## Dataset excerpts
■ ■ ■ ■
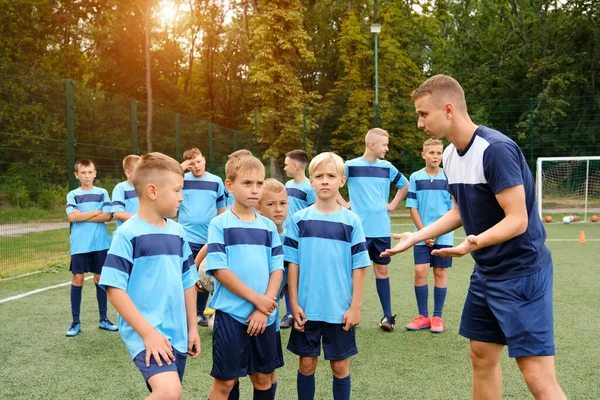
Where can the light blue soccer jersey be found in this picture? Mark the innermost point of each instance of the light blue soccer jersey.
(124, 199)
(202, 198)
(430, 196)
(251, 250)
(88, 236)
(369, 189)
(300, 196)
(154, 266)
(489, 164)
(326, 248)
■ ■ ■ ■
## Stated goal
Write out the whole listing again, exactly, with no pictures.

## Task output
Where can the light blue soccer jersey be found in this picture? Mark the innermost point of each instance of the light blue soccer jersey.
(124, 199)
(202, 198)
(430, 196)
(251, 250)
(88, 236)
(369, 189)
(300, 196)
(154, 266)
(489, 164)
(326, 248)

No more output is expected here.